But on second thought, I'm inclined to thank Fineman for revealing plainly what only a few extreme cynics have previously asserted: that at the highest level of American society, power and power alone receives respect. Not education. Not achievement. Not service. Not generosity. Not talent. Not dignity. Not hard work. Only power.

After all, how else can we interpret Fineman's on-air assertion--with which Don Imus completely agreed--that rich white men can no longer utter viciously racist remarks about innocent Black women and expect to be lauded publicly for doing so because "the environment, politically, has changed"?--Specifically, because Barack Obama has so much political support that there is a real possibility he may be the next president of the United States.

In other words, the only reason that Newsweek's Chief Political Correspondent can imagine for behaving with a modicum of human decency is because one might be punished for doing otherwise--perhaps by some future Obama administration.
■ ■ ■ ■ ■
_EXERCISES TO COMPLETE_:
1. Answer these questions about the commentary on Fineman:
(a) What does the commentary say is the only thing that gets respect at the highest level of American society?
(b) Who completely agreed with Fineman's on-air assertion?
(c) What position at Newsweek does the commentary give Fineman?
2. Translate this sentence from the commentary on Fineman into Spanish: "In other words, the only reason that Newsweek's Chief Political Correspondent can imagine for behaving with a modicum of human decency is because one might be punished for doing otherwise--perhaps by some future Obama administration."

(Photo object pointing records)
■ ■ ■ ■ ■
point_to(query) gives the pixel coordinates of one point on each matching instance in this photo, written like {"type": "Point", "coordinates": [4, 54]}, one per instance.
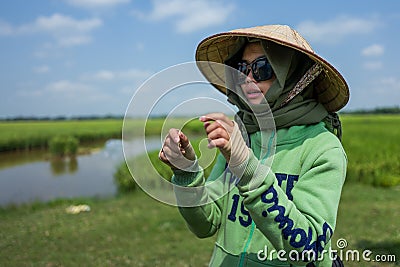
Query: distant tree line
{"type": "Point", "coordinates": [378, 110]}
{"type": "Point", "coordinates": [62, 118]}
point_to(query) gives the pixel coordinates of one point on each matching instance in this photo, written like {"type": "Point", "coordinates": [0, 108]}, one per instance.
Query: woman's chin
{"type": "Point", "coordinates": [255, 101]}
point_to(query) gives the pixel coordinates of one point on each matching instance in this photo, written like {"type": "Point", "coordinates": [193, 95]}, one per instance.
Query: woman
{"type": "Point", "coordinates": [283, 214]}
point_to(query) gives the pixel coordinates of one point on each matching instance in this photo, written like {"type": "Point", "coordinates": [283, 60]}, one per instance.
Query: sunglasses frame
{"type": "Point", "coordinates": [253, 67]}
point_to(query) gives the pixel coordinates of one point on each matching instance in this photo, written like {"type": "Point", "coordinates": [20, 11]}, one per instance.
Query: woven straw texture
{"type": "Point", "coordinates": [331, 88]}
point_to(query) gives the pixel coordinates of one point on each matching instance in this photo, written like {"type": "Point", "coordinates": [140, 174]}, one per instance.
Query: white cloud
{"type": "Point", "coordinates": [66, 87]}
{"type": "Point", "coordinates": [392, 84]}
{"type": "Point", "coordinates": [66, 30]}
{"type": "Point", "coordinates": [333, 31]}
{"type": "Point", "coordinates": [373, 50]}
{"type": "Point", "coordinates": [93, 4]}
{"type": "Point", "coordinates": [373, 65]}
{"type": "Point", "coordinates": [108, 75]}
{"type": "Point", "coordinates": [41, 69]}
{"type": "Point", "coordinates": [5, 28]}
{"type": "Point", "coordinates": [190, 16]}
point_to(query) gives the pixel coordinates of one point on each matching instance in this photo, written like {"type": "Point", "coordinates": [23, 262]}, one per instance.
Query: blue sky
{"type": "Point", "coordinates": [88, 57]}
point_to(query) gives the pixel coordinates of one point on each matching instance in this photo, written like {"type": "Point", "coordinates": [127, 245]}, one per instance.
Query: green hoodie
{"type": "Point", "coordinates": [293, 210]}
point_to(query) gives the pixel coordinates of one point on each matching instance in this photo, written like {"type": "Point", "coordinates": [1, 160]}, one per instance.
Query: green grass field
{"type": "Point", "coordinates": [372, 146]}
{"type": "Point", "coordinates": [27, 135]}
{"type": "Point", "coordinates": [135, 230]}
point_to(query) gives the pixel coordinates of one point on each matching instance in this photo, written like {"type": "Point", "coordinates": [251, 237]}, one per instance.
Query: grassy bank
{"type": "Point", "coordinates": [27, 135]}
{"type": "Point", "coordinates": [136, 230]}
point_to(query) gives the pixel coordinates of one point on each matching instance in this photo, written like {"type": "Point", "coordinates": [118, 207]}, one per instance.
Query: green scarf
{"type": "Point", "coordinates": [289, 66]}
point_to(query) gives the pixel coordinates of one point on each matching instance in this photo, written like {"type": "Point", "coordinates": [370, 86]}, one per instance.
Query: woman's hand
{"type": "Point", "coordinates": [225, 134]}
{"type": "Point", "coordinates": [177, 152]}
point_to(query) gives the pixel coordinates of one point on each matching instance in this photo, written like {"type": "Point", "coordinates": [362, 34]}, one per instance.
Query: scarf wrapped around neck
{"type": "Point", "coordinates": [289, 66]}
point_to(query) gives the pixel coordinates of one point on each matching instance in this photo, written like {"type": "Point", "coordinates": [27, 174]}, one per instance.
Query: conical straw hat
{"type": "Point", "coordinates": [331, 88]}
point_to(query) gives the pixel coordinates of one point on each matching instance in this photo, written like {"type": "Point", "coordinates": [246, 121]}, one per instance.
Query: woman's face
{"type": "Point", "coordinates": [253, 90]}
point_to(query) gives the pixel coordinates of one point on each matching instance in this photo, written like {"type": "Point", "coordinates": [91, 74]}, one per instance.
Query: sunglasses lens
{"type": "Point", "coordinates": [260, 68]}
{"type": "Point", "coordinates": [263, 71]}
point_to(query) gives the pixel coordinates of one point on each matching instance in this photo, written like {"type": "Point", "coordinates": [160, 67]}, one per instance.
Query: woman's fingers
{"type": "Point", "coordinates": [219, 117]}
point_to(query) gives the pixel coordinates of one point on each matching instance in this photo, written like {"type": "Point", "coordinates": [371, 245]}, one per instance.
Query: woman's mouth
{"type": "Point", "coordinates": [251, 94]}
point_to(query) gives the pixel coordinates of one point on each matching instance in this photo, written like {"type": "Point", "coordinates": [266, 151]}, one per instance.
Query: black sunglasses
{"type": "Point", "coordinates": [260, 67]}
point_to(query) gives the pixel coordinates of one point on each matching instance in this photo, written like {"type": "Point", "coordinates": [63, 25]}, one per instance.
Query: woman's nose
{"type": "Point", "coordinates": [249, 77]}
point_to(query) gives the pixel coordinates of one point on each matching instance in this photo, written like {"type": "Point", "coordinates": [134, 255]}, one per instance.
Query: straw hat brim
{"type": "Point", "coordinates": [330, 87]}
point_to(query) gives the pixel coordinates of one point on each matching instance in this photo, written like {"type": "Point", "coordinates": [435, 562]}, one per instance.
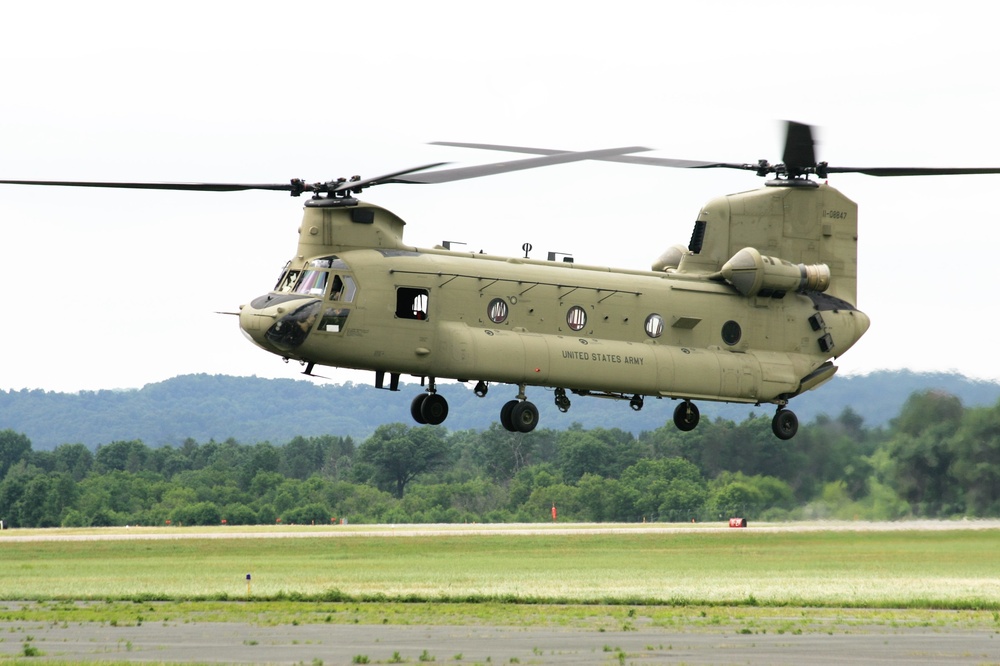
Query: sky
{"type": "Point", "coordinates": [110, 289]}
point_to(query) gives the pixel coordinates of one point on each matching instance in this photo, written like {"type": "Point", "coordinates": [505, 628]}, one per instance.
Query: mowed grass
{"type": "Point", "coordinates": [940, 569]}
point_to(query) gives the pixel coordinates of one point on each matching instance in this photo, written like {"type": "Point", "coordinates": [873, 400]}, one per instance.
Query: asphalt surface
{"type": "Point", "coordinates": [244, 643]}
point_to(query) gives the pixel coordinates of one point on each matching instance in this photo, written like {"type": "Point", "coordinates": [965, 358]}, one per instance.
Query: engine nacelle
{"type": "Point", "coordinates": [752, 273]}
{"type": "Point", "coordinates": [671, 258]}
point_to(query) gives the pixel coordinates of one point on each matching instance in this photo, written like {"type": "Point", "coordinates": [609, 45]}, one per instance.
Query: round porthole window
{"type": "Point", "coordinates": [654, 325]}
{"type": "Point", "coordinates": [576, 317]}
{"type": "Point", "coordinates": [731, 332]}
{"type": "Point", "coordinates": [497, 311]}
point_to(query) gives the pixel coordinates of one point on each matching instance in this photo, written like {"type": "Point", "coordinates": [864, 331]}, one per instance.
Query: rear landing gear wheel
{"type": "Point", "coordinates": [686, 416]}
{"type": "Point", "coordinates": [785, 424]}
■ ■ ■ ■ ■
_SOLVED PROBLEMS_:
1.
(a) Power.
(b) Don Imus.
(c) Chief Political Correspondent.

2. En otras palabras, la única razón que el corresponsal político jefe de Newsweek puede imaginar para comportarse con un mínimo de decencia humana es que uno podría ser castigado por hacer lo contrario, quizás por alguna futura administración de Obama.